AWS Big Data Blog
Query and visualize Amazon Redshift operational metrics using the Amazon Redshift plugin for Grafana
Grafana is a rich interactive open-source tool by Grafana Labs for visualizing data across one or many data sources. It’s used in a variety of modern monitoring stacks, allowing you to have a common technical base and apply common monitoring practices across different systems. Amazon Managed Grafana is a fully managed, scalable, and secure Grafana-as-a-service solution developed by AWS in collaboration with Grafana Labs.
Amazon Redshift is a fast, petabyte-scale cloud data warehouse delivering the best price–performance. You can view your Amazon Redshift cluster’s operational metrics on the Amazon Redshift console, use AWS CloudWatch, and query Amazon Redshift system tables directly from your cluster. The first two options provide a set of predefined general metrics and visualizations. The last one allows you to use the flexibility of SQL to get deep insights into the details of the workload. However, querying system tables requires knowledge of system table structures. To address that, we came up with a consolidated Amazon Redshift Grafana dashboard that visualizes a set of curated operational metrics and works on top of the Amazon Redshift Grafana data source. You can easily add it to an Amazon Managed Grafana workspace, as well as to any other Grafana deployments where the data source is installed.

[Excerpts from point annotation data]
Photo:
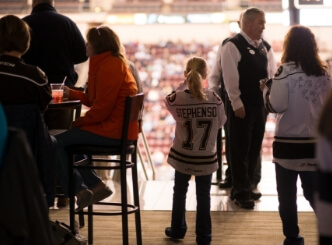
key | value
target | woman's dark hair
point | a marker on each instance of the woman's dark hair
(103, 39)
(300, 46)
(14, 34)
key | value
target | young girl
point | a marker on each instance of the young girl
(198, 113)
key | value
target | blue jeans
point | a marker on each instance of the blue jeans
(287, 195)
(203, 218)
(84, 178)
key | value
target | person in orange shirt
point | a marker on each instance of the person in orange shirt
(110, 81)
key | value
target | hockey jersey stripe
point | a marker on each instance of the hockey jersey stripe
(190, 159)
(301, 149)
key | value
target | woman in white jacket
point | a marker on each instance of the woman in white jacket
(297, 94)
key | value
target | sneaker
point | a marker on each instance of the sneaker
(294, 240)
(84, 198)
(256, 195)
(168, 232)
(246, 204)
(225, 184)
(101, 193)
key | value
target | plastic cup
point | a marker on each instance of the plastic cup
(57, 92)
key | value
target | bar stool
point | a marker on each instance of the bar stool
(132, 112)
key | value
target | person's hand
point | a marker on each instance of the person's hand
(240, 112)
(65, 92)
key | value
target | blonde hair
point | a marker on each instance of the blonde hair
(103, 39)
(196, 71)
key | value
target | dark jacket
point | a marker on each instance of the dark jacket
(23, 211)
(22, 84)
(56, 44)
(252, 68)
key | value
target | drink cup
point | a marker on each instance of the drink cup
(57, 92)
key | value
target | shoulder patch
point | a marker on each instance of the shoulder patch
(171, 97)
(41, 72)
(279, 71)
(216, 95)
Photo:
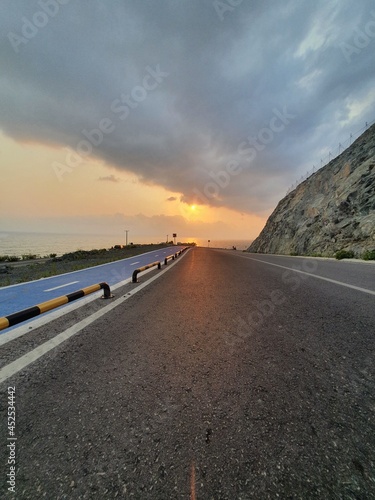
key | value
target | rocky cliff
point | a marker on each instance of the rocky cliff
(333, 209)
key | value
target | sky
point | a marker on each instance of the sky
(173, 116)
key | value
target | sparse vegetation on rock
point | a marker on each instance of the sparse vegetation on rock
(333, 209)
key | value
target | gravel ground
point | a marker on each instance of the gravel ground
(12, 273)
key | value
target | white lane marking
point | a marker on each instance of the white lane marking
(61, 286)
(28, 358)
(79, 271)
(364, 290)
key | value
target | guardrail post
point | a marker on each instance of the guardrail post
(143, 268)
(32, 312)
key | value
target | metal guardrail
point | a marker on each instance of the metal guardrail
(143, 268)
(157, 263)
(31, 312)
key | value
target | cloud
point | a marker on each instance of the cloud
(110, 178)
(183, 88)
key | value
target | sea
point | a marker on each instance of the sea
(44, 244)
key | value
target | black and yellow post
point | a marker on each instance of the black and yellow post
(32, 312)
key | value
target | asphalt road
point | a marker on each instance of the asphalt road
(15, 298)
(224, 378)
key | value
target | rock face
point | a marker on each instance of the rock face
(333, 209)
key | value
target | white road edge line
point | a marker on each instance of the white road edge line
(364, 290)
(25, 360)
(18, 331)
(61, 286)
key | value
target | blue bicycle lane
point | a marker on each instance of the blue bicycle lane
(15, 298)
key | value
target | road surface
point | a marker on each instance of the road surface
(18, 297)
(223, 378)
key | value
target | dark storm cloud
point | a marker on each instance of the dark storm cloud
(190, 94)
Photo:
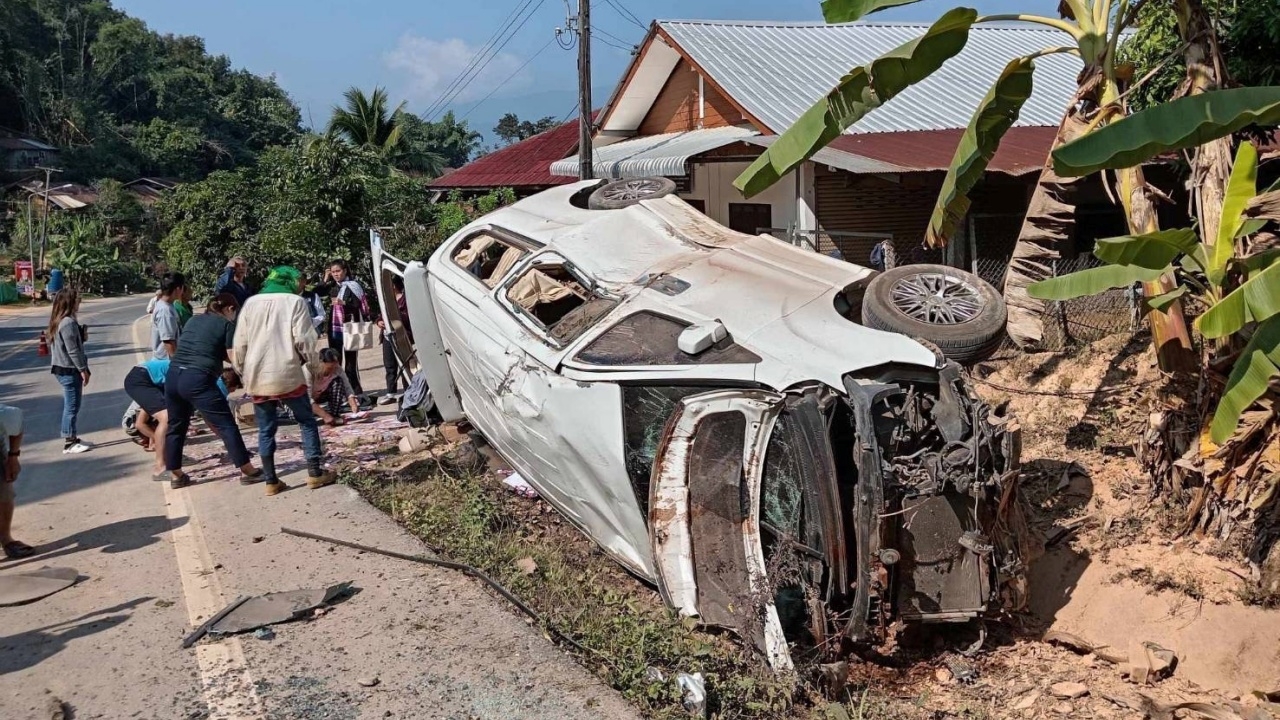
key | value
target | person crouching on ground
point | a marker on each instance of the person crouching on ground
(69, 364)
(145, 387)
(275, 350)
(191, 384)
(330, 390)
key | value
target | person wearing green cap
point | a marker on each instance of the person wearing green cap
(275, 352)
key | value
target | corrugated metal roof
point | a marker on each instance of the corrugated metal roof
(1023, 150)
(777, 71)
(522, 164)
(653, 155)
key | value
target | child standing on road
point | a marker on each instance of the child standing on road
(330, 391)
(69, 364)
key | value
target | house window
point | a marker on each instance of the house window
(750, 218)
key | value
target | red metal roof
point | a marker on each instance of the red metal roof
(1023, 150)
(524, 164)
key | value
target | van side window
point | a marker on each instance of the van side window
(557, 301)
(488, 258)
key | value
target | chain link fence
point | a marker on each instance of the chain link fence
(1068, 322)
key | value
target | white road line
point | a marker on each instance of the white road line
(228, 686)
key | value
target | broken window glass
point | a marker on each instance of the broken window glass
(649, 338)
(558, 301)
(716, 518)
(488, 258)
(645, 413)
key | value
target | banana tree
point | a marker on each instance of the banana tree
(1091, 30)
(1233, 270)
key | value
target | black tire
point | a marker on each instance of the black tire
(627, 192)
(968, 341)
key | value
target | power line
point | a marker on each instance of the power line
(618, 42)
(494, 51)
(626, 14)
(522, 65)
(435, 105)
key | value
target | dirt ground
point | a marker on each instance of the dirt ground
(1112, 575)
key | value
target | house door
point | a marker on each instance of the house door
(750, 218)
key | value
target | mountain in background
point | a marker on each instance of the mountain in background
(560, 104)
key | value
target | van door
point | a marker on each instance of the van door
(704, 515)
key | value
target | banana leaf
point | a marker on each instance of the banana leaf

§ **Set of tasks**
[a] Collect each line of the records that contains the string "broken".
[b] Write the next part of the blog post on viewing Amazon Redshift operational metrics in Grafana, picking up after its final sentence.

§ **Expected answers**
[a]
target | broken window glass
point | a marker on each instance of the broken window glass

[b]
This post guides you through a step-by-step process to create an Amazon Managed Grafana workspace and configure an Amazon Redshift cluster with a Grafana data source for it. Lastly, we show you how to set up the Amazon Redshift Grafana dashboard to visualize the cluster metrics.
The following diagram illustrates the solution architecture.
The solution includes the following components:
- The Amazon Redshift cluster to get the metrics from.
- Amazon Managed Grafana, with the Amazon Redshift data source plugin added to it. Amazon Managed Grafana communicates with the Amazon Redshift cluster via the Amazon Redshift Data Service API.
- The Grafana web UI, with the Amazon Redshift dashboard using the Amazon Redshift cluster as the data source. The web UI communicates with Amazon Managed Grafana via an HTTP API.
We walk you through the following steps during the configuration process:
- Configure an Amazon Redshift cluster.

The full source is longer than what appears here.